## Data supplied
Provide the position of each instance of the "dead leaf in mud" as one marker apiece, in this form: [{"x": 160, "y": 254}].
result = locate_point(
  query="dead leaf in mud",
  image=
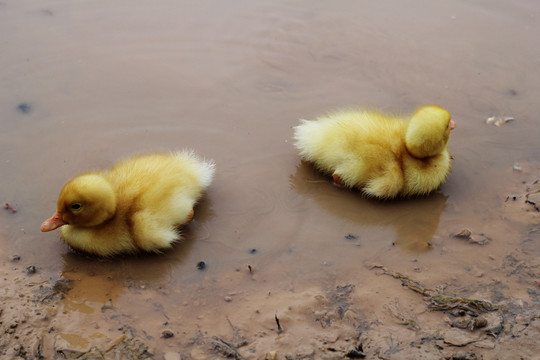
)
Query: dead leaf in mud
[
  {"x": 442, "y": 302},
  {"x": 473, "y": 238},
  {"x": 498, "y": 120}
]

## Problem details
Without the pictures, retype each line of the records above exactly.

## Solution to the exercise
Provide the position of each instance of the "dead leaf in mud" as one marker apiece, in this form: [{"x": 160, "y": 254}].
result = locate_point(
  query="dead leaf in mud",
  image=
)
Query: dead leaf in mud
[
  {"x": 442, "y": 302},
  {"x": 473, "y": 238},
  {"x": 498, "y": 120}
]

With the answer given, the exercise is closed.